■ TEXT BLOCK:
BEGIN

Here's what's important about this paper. It is written by AMD researchers. It shows AMD is investing in AI research. Is this the same level of achievement as DeepSeek 3.2. Most likely not. Do they have novel ideas? Difficult to say, there are hundreds of new ideas being tried in this space. Is this worthless? Most certainly not. In order to make progress in this domain (as in any other), you first need to get your feet wet. You need to play with the various components, and see how they fit together. The idea in this paper is that you can combine somehow SSMs (like Mamba) and LLMs (like LLama). The examples they give are absolute toys compared to DeepSeek 3.2 (the largest is 8 billion parameters, while DeepSeek 3.2 has 671 billion parameters). The comparison you are trying to make simply does not apply. The good news for all of us is that AMD is working in this space.

	▲	jychang 4 hours ago \| parent [-]
		Mamba based LLMs aren't even close to novel though. IBM's been doing this since forever [1]. Also, you're off on Deepseek V3.2's param count, the full model's 685B in size with the MTP layer. I don't think there's anything interesting here other than "I guess AMD put out a research paper", and it's not cutting edge when Deepseek or even IBM is running laps around them. [1] Here's a news article from April, although IBM has been doing it for a long time before that https://research.ibm.com/blog/bamba-ssm-transformer-model

▲

T-A 9 hours ago | parent | prev | next [-]

From your link: DeepSeek-V3.2 Release 2025/12/01

From Zebra-Llama's arXiv page: Submitted on 22 May 2025

	▲	jychang 4 hours ago \| parent [-]
		That's still behind the times. Even the ancient dinosaur IBM had released a Mamba model [1] before this paper was even put out. > Granite-4.0-Tiny-Base-Preview is a 7B-parameter hybrid mixture-of-experts (MoE) language model featuring a 128k token context window. The architecture leverages Mamba-2, superimposed with a softmax attention for enhanced expressiveness, with no positional encoding for better length generalization. Release Date: May 2nd, 2025 I mean, good for them for shipping, I guess. But seriously, I expect any postgrad student to be able to train a similar model with some rented GPUs. They literally teach MLA to undergrads in the basic LLM class at Stanford [2] so this isn't some exactly some obscure never-heard-of concept. [1] https://huggingface.co/ibm-granite/granite-4.0-tiny-base-pre... [2] https://youtu.be/Q5baLehv5So?t=6075

▲

SilverElfin 4 hours ago | parent | prev | next [-]

How did you get all this info about how each is trained? Is that something they admit now or is it through leaks?

END

■ RECORDED INFORMATION:
BEGIN

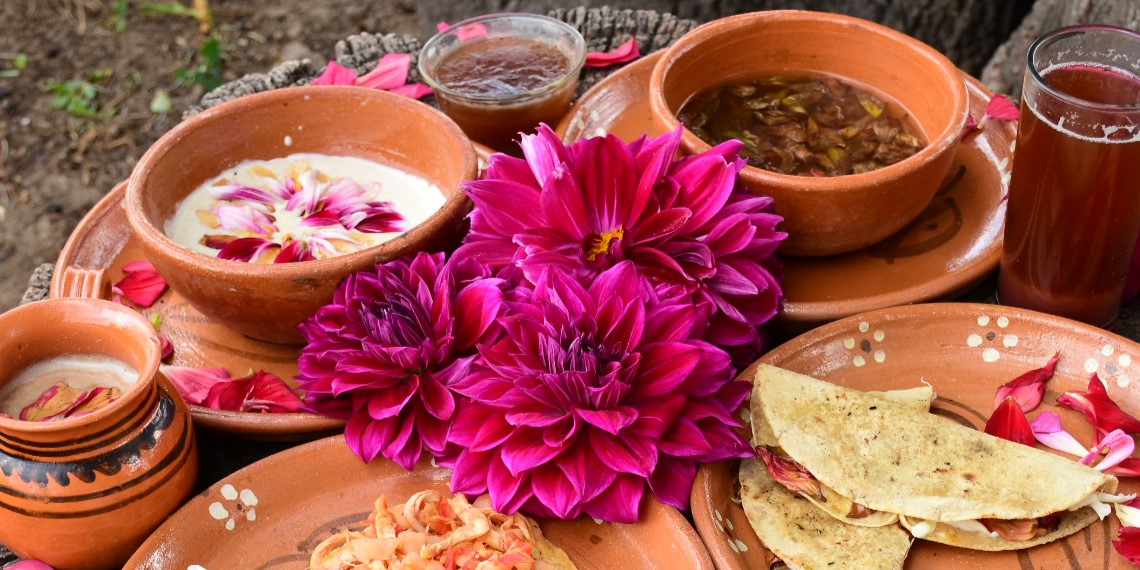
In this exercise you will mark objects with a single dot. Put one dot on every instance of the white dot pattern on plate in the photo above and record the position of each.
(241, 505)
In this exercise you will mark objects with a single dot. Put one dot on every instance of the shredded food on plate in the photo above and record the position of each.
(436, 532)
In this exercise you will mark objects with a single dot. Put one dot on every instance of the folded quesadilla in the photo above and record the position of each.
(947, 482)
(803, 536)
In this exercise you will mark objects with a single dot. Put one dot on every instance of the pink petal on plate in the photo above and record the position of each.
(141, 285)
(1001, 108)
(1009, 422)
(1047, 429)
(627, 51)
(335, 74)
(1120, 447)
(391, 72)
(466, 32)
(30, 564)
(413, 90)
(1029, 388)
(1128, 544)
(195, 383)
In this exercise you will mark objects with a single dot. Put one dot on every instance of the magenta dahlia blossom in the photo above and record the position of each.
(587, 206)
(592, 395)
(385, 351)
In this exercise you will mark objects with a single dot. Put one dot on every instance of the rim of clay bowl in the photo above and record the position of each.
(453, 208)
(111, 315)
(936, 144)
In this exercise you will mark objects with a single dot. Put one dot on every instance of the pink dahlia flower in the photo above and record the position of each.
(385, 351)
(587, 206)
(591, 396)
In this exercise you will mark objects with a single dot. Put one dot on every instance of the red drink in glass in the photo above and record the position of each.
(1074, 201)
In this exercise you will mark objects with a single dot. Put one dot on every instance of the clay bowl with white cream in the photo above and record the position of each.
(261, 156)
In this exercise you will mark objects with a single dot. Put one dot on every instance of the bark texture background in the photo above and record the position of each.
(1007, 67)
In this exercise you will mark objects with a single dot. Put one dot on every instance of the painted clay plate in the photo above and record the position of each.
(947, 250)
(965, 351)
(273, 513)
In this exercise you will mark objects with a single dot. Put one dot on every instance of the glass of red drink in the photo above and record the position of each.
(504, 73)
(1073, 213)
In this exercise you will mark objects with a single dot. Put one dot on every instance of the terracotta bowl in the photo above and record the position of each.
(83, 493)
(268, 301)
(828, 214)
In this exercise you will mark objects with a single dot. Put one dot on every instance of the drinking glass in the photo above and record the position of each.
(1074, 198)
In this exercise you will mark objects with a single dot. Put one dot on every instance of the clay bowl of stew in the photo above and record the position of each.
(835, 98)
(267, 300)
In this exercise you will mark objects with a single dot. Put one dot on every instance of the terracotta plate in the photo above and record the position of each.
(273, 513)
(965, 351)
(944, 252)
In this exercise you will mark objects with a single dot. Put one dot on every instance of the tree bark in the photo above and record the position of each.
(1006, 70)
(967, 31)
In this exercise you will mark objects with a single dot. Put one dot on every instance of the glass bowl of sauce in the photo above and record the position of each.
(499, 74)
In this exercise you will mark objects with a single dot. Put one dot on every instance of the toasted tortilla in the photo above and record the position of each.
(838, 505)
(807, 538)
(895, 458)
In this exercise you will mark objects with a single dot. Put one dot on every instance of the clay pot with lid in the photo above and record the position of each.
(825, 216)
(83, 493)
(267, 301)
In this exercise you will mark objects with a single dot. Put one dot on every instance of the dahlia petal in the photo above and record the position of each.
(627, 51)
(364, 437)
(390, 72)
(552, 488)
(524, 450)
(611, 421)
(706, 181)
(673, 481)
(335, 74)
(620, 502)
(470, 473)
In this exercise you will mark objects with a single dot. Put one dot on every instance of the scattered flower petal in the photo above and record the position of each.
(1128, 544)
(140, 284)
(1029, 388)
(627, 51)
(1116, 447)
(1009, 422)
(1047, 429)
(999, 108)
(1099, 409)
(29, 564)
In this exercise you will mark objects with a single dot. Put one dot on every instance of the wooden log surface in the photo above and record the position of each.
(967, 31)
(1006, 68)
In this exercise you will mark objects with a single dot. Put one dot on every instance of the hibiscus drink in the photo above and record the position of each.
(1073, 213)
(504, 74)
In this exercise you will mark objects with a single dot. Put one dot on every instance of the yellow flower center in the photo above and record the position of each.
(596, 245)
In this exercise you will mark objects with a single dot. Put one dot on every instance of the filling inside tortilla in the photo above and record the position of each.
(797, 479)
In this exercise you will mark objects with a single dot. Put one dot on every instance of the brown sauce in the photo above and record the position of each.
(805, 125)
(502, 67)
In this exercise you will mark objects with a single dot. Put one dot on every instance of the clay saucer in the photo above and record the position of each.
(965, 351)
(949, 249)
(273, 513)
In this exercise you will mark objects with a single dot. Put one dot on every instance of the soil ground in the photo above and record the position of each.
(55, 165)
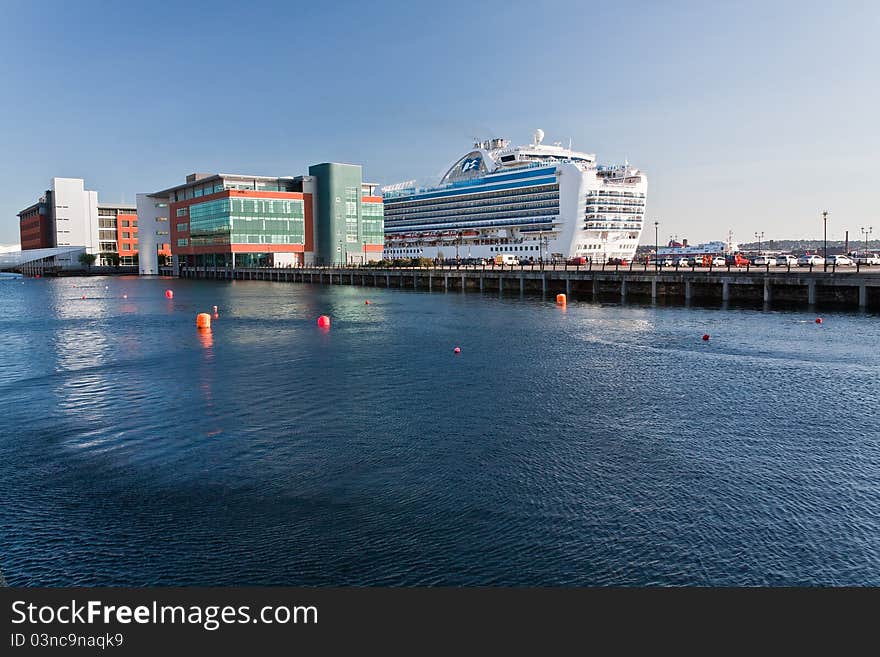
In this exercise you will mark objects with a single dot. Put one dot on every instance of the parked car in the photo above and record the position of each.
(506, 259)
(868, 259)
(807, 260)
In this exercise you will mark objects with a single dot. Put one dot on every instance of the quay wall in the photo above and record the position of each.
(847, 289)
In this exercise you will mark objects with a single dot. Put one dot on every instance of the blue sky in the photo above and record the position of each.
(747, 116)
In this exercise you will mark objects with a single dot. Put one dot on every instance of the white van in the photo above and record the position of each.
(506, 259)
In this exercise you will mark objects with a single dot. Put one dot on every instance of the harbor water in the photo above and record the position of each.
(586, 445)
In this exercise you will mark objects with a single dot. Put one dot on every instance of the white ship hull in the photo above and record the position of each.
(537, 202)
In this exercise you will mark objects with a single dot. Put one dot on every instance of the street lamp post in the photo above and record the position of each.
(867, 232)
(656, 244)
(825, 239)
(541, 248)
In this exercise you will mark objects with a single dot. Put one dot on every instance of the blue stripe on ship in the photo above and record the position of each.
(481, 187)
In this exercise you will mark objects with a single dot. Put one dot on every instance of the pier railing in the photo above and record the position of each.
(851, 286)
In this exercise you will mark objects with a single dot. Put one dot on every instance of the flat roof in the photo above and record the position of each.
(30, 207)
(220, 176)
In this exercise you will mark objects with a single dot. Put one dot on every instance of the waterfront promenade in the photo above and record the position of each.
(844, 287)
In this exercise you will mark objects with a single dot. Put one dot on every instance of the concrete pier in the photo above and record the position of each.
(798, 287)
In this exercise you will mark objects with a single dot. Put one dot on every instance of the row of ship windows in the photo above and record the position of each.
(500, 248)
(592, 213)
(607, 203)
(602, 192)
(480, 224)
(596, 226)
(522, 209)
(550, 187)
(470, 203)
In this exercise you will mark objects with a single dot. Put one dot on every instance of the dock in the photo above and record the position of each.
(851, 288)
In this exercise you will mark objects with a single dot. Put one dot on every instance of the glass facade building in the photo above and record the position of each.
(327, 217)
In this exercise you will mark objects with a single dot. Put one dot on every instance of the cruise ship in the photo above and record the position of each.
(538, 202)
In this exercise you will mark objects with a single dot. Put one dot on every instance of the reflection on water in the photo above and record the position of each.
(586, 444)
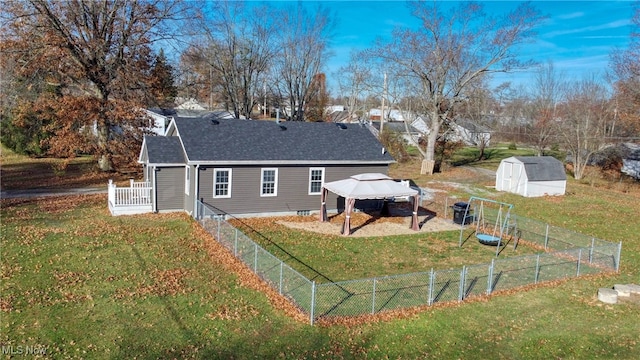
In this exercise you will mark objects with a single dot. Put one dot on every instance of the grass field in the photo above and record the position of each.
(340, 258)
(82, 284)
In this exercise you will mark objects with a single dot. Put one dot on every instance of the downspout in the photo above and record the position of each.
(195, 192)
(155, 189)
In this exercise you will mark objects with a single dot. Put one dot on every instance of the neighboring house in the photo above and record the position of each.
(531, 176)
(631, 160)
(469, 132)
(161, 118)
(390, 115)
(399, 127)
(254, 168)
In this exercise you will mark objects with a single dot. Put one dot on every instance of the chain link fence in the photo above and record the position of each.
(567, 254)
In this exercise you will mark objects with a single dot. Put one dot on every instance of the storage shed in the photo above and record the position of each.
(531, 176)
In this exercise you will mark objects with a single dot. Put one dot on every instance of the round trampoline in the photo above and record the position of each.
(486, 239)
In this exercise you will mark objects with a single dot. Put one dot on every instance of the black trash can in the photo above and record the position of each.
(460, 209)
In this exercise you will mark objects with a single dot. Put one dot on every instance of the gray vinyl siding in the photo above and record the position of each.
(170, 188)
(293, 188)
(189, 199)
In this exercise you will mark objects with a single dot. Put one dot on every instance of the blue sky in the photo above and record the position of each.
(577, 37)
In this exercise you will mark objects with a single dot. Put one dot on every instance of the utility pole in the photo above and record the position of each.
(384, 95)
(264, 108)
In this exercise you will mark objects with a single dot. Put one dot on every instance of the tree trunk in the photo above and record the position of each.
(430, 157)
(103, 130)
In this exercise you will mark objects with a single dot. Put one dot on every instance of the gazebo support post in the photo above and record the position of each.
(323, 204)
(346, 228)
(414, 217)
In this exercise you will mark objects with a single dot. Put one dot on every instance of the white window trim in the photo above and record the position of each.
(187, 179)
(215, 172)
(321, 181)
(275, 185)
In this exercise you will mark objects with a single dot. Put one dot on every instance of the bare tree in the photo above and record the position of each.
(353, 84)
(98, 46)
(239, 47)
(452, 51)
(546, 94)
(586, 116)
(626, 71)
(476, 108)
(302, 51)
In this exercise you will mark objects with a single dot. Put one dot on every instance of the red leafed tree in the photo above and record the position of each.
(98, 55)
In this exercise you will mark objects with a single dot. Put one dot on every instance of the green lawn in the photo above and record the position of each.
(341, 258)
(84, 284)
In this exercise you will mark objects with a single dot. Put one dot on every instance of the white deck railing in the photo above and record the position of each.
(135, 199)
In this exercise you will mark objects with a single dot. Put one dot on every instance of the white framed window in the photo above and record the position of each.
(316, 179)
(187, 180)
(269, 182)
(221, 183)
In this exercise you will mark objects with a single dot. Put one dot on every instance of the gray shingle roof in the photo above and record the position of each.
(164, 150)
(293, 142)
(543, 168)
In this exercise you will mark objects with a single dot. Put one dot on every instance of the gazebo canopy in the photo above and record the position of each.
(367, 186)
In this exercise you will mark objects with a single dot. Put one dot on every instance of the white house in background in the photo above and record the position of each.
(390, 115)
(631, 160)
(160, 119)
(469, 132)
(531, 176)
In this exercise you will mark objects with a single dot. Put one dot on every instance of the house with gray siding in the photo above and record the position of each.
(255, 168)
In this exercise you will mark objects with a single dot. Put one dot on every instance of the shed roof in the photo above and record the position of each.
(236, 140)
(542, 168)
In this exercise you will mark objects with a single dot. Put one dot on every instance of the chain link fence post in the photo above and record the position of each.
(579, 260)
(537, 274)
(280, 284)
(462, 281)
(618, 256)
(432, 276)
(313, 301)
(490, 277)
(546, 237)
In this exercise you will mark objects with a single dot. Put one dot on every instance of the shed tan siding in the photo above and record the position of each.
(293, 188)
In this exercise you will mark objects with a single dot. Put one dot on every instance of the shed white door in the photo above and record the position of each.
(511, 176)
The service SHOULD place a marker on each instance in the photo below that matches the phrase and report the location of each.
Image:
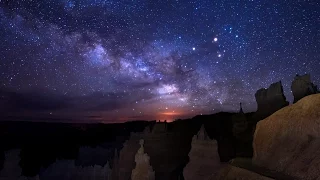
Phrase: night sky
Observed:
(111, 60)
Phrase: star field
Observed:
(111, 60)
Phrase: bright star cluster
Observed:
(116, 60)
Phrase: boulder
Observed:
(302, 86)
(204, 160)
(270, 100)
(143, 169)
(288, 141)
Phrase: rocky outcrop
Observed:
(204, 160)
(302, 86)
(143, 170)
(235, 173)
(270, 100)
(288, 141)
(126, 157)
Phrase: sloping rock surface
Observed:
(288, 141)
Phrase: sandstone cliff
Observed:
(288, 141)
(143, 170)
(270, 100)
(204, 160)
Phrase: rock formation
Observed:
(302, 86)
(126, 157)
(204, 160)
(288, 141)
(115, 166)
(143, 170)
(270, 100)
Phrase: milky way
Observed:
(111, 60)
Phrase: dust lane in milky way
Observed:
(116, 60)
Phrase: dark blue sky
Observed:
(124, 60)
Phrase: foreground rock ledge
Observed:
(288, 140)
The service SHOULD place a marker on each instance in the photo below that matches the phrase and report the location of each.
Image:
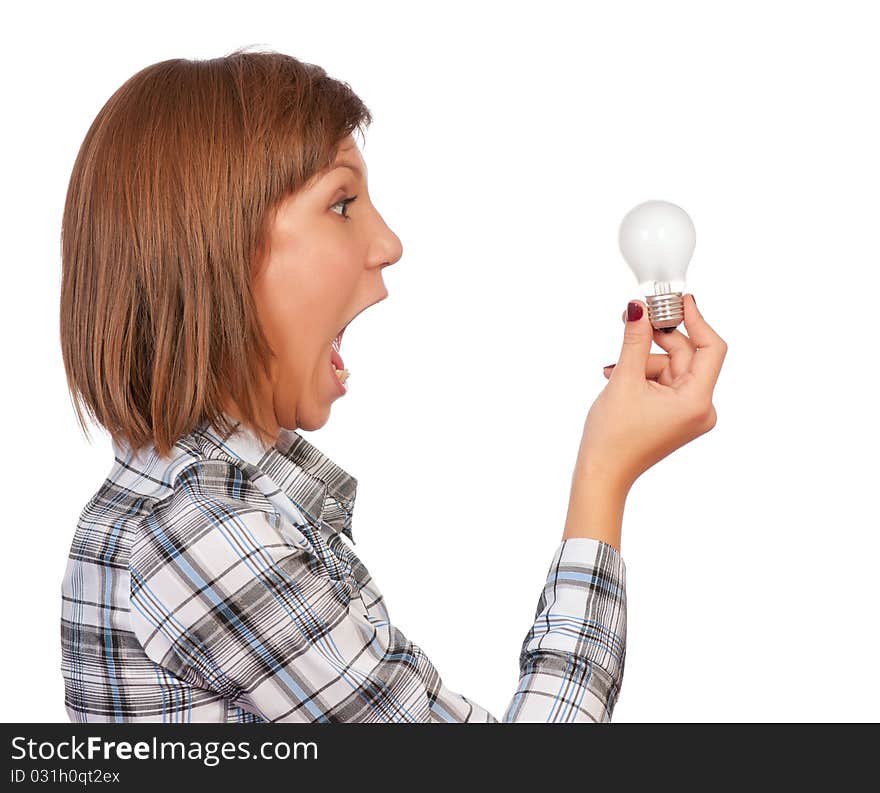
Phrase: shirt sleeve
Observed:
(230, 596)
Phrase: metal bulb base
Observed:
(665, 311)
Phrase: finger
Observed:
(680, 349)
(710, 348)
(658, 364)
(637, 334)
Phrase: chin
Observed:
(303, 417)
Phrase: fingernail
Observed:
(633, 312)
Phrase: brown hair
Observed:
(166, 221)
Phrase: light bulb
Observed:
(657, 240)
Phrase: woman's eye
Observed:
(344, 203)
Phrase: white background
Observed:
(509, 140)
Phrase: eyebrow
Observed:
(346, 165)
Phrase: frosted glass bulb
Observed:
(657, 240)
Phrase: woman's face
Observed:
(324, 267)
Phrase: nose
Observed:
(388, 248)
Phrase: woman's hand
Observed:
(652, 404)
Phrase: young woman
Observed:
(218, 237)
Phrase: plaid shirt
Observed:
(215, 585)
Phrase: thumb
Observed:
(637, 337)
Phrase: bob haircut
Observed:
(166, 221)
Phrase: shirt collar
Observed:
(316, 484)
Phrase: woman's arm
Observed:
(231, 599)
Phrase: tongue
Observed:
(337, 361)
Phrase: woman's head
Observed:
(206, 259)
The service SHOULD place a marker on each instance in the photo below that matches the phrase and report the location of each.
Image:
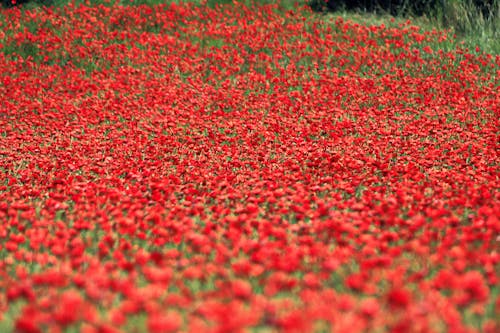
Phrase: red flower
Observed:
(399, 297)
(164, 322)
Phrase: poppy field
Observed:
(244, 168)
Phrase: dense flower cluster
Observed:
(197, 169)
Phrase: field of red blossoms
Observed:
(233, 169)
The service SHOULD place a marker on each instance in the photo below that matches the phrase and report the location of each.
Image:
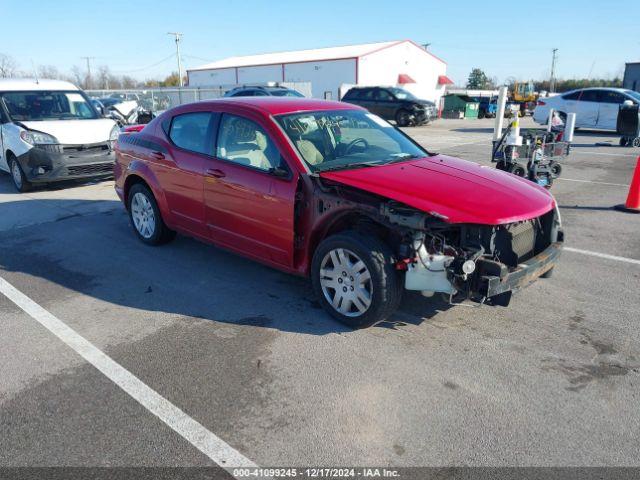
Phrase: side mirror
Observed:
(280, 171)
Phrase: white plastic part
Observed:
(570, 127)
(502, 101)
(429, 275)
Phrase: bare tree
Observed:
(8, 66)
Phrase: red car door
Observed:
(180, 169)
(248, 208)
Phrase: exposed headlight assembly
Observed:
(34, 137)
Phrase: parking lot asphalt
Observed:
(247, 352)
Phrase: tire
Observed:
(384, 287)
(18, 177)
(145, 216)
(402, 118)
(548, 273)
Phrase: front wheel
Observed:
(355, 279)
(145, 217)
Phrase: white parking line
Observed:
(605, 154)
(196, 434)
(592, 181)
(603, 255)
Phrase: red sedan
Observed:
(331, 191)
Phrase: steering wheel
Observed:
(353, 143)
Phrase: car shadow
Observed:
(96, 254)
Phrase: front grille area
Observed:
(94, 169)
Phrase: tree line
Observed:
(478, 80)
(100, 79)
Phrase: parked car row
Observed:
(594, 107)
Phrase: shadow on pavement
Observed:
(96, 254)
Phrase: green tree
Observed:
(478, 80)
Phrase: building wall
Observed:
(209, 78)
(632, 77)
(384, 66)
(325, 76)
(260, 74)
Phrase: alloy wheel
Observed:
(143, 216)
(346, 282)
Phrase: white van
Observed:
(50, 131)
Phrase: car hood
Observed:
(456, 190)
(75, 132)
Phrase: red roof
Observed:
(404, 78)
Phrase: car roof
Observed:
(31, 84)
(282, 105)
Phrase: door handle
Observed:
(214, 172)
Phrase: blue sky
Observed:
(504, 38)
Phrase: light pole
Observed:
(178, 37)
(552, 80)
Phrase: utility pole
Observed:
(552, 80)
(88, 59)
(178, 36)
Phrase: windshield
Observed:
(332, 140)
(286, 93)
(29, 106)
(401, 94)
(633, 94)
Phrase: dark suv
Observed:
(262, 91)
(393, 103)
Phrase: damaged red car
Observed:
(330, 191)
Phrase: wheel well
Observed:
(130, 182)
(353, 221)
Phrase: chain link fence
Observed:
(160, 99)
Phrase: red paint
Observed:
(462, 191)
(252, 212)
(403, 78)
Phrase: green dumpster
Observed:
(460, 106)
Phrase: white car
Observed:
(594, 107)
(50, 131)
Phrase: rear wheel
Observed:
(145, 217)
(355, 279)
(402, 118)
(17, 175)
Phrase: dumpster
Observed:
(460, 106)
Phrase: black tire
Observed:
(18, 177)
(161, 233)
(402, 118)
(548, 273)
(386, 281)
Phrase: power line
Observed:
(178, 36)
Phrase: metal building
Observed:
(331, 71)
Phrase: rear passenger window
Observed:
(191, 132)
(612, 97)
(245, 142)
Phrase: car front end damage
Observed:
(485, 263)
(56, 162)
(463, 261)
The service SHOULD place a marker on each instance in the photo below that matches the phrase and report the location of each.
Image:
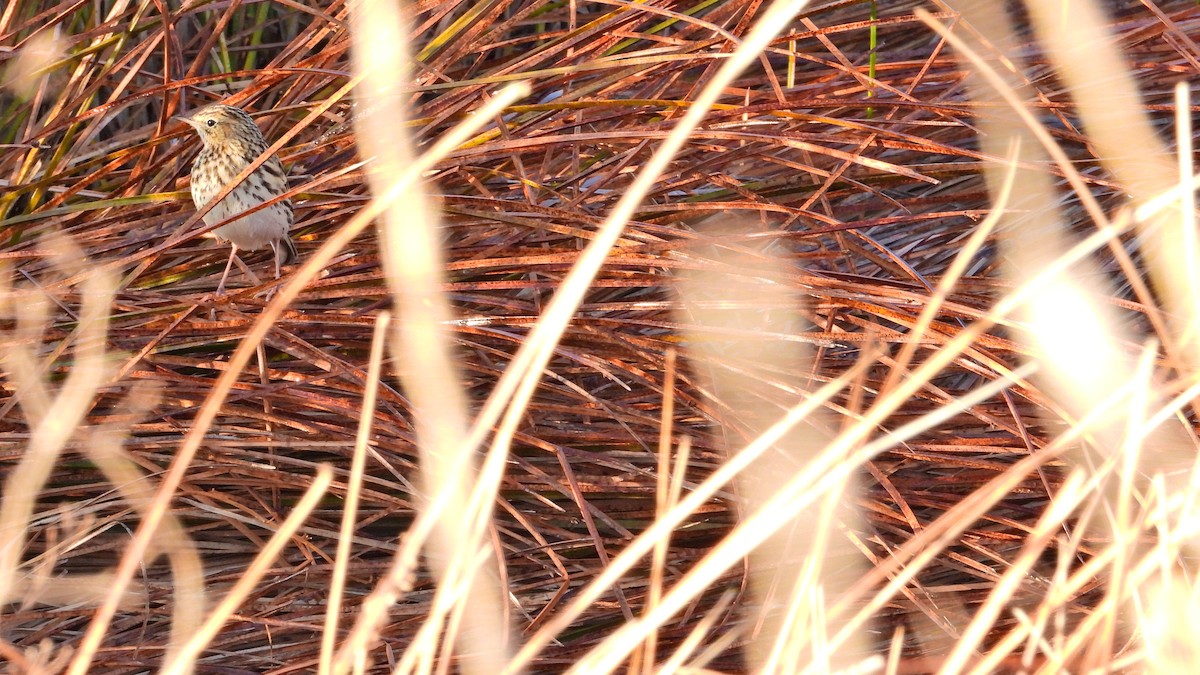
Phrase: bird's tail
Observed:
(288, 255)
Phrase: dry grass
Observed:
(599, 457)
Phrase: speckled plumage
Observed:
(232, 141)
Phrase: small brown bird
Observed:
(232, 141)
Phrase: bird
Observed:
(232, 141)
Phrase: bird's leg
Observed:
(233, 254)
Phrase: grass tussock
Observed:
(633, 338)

END

■ TASK A:
In the forum thread about the AMD paper, copy out the part that opens with the words containing "Here's what's important" and closes with "working in this space.", swapping "DeepSeek 3.2" for "DeepSeek V3.2".
■ TASK B:
Condense the paragraph of the forum thread about the AMD paper that begins "Here's what's important about this paper" into a bulleted list that keeps its main facts.
■ TASK C:
Go on with the forum thread about the AMD paper, starting after its last sentence.
The records have no connection to the forum thread about the AMD paper.

■ ANSWER AREA A:
Here's what's important about this paper. It is written by AMD researchers. It shows AMD is investing in AI research. Is this the same level of achievement as DeepSeek V3.2. Most likely not. Do they have novel ideas? Difficult to say, there are hundreds of new ideas being tried in this space. Is this worthless? Most certainly not. In order to make progress in this domain (as in any other), you first need to get your feet wet. You need to play with the various components, and see how they fit together. The idea in this paper is that you can combine somehow SSMs (like Mamba) and LLMs (like LLama). The examples they give are absolute toys compared to DeepSeek V3.2 (the largest is 8 billion parameters, while DeepSeek V3.2 has 671 billion parameters). The comparison you are trying to make simply does not apply. The good news for all of us is that AMD is working in this space.

■ ANSWER AREA B:
- The paper is written by AMD researchers, which shows AMD is investing in AI research.
- It is most likely not at the level of DeepSeek 3.2. Whether its ideas are novel is hard to say, since hundreds of new ideas are being tried in this space.
- It is not worthless. Progress in any domain requires first getting your feet wet: playing with the components and seeing how they fit together.
- The paper's idea is that SSMs (like Mamba) and LLMs (like LLama) can somehow be combined.
- Its examples are toys next to DeepSeek 3.2. The largest has 8 billion parameters, while DeepSeek 3.2 has 671 billion, so the comparison does not apply.
- The good news is that AMD is working in this space.

■ ANSWER AREA C:
	▲	jychang 3 hours ago \| parent [-]
		Deepseek? It's literally in their research papers. OpenAI? The OpenAI head of research @markchen90 straight up admitted it in a podcast. https://x.com/petergostev/status/1995744289079656834 "In the last 2 years we've put so much resourcing into, into reasoning and one byproduct of that is you lose a little bit of muscle on pre training and post training." "In the last six months, @merettm and I have done a lot of work to build that muscle back up." "With all the focus on RL, there's an alpha for us because we think there's so much room left in pre training." "As a result of these efforts, we've been training much stronger models. And that also gives us a lot of confidence carrying into Gemini 3 and other releases coming this end of the year." Note, "alpha" in the quote above is referring to https://en.wikipedia.org/wiki/Alpha_(finance) But it's pretty clear that the last full pretrain run they've released is for gpt-4o 2 years ago, and since then they've just been iterating RL for their models. You don't need any insider information to notice that, it's pretty obvious. Excluding GPT-4.5 of course, but even OpenAI probably wants us to forget about that.

▲

nickpsecurity 9 hours ago | parent | prev [-]

"Deepseek hasn't done a full $5.6mil full "

Don't forget the billion dollars or so of GPU's they had access to that they left out of that accounting. Also, the R&D cost of the Meta model they originally used. Then, they added $5.6 million on top of that.